[SOURCE EXTRACT]
● ● ● ● ●

Increasing occupancy may well reduce VKT – I say “may” because any increase in effective capacity, on any congested mode, can induce more trips – but I don’t quite see how the advent of autonomous vehicles would encourage this. Ride-sharing is perfectly possible in current circumstances, and we already have taxis. Presumably the same limitations on use of autonomous vehicles would apply as apply now; that is, people may still like to own their vehicles and maximise their opportunities to travel whenever they want to, and autonomous taxis will still need to operate within a business model. Or will the absence of a driver (generally 50% of the fare here in Australia, excluding Uber) will make autonomous taxis cheaper to hire than current taxis? Furthermore, significant VKT are consumed by taxis dead-running, even if they don’t need to roam around looking for fares any more.
I look forward to jaywalking everywhere in the bold future where all cars will stop for me.
There are two big benefits of autonomous vehicles which are glossed over in this piece:
(1) Because parking lots are unnecessary, we are likely to see much denser development, which in term will actually be better suited to walking and transit.
(2) Because the expectation is that people will give up their cars, the marginal cost of driving should go up, disincentivizing unnecessary driving.
Both should have a beneficial effect on VMT per capita.
I didn’t really agree with this post. Lots of fear and uncertainty – the reality is that we cannot predict the future. If we look in the past, big changes don’t always have to be big disasters, and mostly aren’t.

● ● ● ● ●

[ENTRIES PROVIDED]
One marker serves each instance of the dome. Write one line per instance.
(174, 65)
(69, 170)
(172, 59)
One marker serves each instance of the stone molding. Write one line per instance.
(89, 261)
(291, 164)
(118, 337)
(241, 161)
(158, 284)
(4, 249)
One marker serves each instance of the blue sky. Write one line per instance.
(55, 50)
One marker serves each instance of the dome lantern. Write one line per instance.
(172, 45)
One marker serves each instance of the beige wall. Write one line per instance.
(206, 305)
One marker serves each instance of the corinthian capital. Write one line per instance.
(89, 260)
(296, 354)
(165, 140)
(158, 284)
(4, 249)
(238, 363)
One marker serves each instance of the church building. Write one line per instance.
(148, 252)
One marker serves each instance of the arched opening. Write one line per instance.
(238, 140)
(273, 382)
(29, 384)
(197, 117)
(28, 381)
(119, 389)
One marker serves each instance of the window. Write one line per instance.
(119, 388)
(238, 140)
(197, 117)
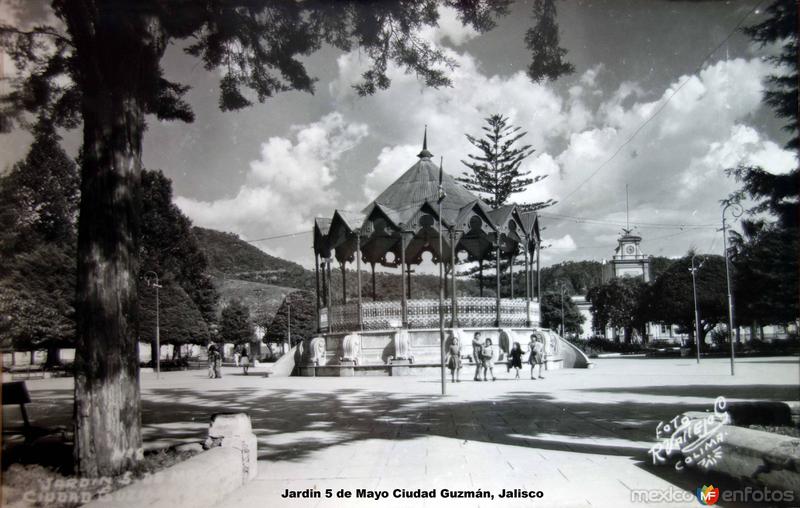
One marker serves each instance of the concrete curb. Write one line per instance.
(202, 481)
(770, 459)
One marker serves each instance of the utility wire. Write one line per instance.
(663, 105)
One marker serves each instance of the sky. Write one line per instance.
(649, 108)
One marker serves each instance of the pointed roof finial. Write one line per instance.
(441, 193)
(425, 154)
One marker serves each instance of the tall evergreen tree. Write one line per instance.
(548, 57)
(766, 255)
(495, 171)
(782, 94)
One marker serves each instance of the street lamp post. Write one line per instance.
(289, 325)
(562, 310)
(736, 211)
(151, 278)
(696, 313)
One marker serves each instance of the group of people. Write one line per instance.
(483, 355)
(215, 360)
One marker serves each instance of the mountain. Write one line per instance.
(231, 257)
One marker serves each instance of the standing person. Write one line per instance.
(217, 364)
(488, 359)
(454, 359)
(210, 353)
(245, 361)
(515, 358)
(537, 353)
(477, 347)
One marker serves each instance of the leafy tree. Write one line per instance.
(37, 300)
(81, 73)
(303, 314)
(766, 282)
(671, 301)
(39, 196)
(169, 247)
(576, 276)
(495, 171)
(548, 57)
(765, 256)
(37, 244)
(618, 303)
(551, 313)
(235, 326)
(782, 94)
(180, 321)
(658, 265)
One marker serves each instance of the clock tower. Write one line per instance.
(628, 260)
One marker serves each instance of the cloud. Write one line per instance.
(397, 116)
(292, 181)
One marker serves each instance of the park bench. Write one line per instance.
(26, 371)
(16, 393)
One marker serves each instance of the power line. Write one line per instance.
(285, 235)
(643, 225)
(663, 105)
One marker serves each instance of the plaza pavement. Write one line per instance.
(579, 436)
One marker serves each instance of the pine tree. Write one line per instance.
(495, 171)
(39, 199)
(548, 57)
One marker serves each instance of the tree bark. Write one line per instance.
(116, 52)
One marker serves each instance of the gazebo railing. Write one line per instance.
(471, 312)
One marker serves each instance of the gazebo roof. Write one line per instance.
(410, 204)
(418, 184)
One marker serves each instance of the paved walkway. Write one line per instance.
(579, 436)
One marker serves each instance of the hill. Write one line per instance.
(230, 257)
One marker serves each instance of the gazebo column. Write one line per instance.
(324, 295)
(328, 295)
(527, 289)
(497, 280)
(454, 305)
(480, 276)
(403, 300)
(538, 274)
(372, 263)
(511, 274)
(358, 272)
(316, 273)
(408, 282)
(344, 282)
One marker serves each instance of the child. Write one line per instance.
(488, 359)
(515, 358)
(477, 348)
(537, 354)
(245, 361)
(454, 359)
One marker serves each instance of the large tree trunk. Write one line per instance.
(116, 51)
(154, 353)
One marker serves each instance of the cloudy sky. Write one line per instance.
(647, 107)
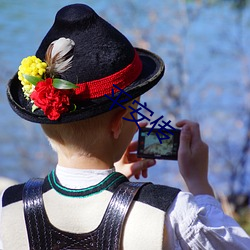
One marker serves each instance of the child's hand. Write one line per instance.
(193, 158)
(130, 165)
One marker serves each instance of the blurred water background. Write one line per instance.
(205, 45)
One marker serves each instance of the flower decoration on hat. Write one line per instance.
(40, 82)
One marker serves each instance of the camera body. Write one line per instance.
(153, 144)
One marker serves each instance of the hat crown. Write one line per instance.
(100, 49)
(77, 13)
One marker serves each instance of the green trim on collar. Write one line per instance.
(85, 192)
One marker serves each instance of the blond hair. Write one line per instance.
(79, 136)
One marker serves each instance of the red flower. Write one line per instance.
(52, 101)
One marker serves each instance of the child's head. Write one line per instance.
(83, 68)
(93, 136)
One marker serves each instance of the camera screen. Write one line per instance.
(150, 146)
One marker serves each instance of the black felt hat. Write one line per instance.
(102, 58)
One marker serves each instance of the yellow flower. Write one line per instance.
(32, 66)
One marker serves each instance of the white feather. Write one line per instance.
(56, 55)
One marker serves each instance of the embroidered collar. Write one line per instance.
(108, 183)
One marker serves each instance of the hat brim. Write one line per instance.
(152, 72)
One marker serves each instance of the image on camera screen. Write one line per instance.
(150, 147)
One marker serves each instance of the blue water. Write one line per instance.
(207, 66)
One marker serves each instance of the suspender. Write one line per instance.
(44, 236)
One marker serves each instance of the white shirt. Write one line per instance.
(195, 222)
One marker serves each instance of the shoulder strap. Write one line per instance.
(34, 215)
(114, 218)
(107, 236)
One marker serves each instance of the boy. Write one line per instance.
(69, 88)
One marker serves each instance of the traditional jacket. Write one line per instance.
(78, 211)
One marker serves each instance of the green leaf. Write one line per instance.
(34, 108)
(32, 79)
(63, 84)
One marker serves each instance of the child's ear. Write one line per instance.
(117, 122)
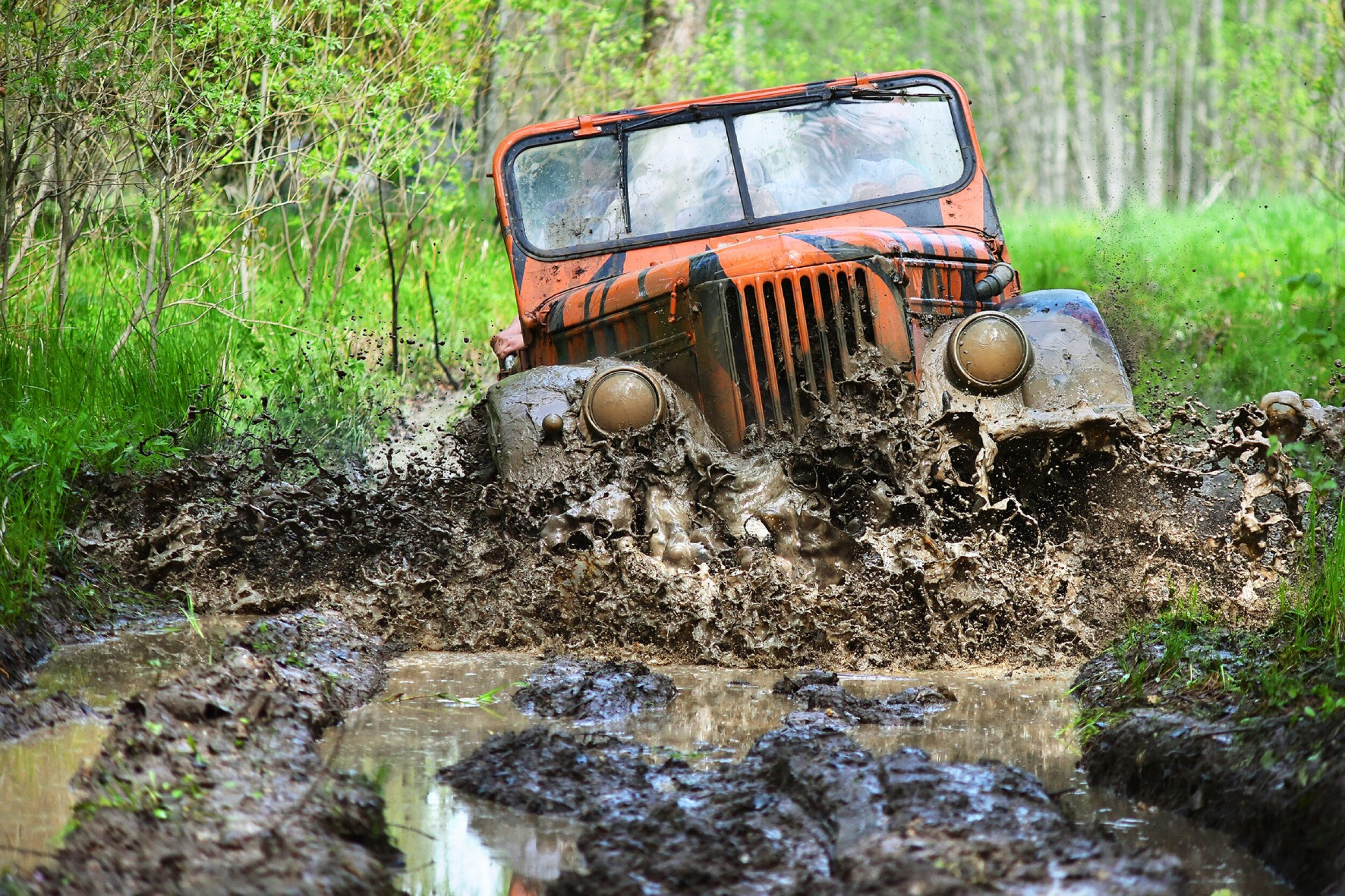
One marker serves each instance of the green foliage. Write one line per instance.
(1224, 304)
(1296, 667)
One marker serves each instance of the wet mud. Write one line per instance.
(19, 717)
(822, 692)
(1276, 785)
(916, 557)
(592, 689)
(808, 810)
(213, 784)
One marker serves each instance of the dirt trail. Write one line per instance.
(434, 551)
(213, 784)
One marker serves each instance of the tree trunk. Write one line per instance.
(1153, 139)
(1086, 140)
(1060, 139)
(1113, 112)
(1187, 113)
(1216, 92)
(673, 29)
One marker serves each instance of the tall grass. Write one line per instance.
(319, 374)
(1226, 304)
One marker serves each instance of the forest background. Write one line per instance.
(228, 216)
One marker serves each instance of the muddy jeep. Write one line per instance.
(736, 261)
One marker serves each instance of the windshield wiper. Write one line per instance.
(886, 96)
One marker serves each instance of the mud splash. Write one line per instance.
(434, 551)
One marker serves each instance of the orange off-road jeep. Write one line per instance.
(738, 258)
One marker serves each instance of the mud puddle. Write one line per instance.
(469, 848)
(36, 770)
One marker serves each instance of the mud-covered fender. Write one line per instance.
(1077, 377)
(517, 409)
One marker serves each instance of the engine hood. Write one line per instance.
(755, 256)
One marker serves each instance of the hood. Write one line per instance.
(756, 256)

● ● ● ● ●

[TO BE DONE]
1. Reproduce the passage of the autonomous-vehicle discussion starting at "I look forward" and ending at "walking and transit.".
2. Resume the autonomous-vehicle discussion after its final sentence, writing on from where it stops.

[RESULTS BY TASK]
1.
I look forward to jaywalking everywhere in the bold future where all cars will stop for me.
There are two big benefits of autonomous vehicles which are glossed over in this piece:
(1) Because parking lots are unnecessary, we are likely to see much denser development, which in term will actually be better suited to walking and transit.

2.
Road capacity will increase with the same amount of vehicles if the autonomous vehicles are shared. This would start to blur a line between the private car and the public bus. For example, a car lane with a car every 3 seconds gives a capacity of 1200 persons/hour (assuming 1 pax per car). Now if we can get 5 people in the car, that line capacity increases to 6000 persons/hour, an increase of 5x. That’s a HUGE gain in efficiency.
In addition to this, the article confuses propulsion with mode. It’s a variant of the ‘electric trains are green because they run on electricity, buses are dirty because they burn fuel’ but applied to autonomous cars. It is possible to get diesel trains/trams and electric buses.
There is no reason why cars cannot be clean, either through movement to electricity (and the electric source moving to greener methods) or by paying carbon offsets which remove the same amount of carbon that is output from the vehicle.
Clean, autonomous vehicles will come, just like the horse and cart were replaced and a huge transition in the 1920s. Yes, the future has problems, but we have ALWAYS found a solution to them.
Oh, and a word about ‘sprawl’.
What is ‘sprawl’ anyway? Is it really that bad? I tend to think of sprawl as the expansion of the city boundaries from the CBD. (Note: this doesn’t work for all cities, as not all are monocentric).
There is a long list of evils attributed to sprawl, but I wonder if it is really about how far the city urban boundary moves from the CBD or the density of the development. Is it the actual distance that is bad, or is it the low density that is bad?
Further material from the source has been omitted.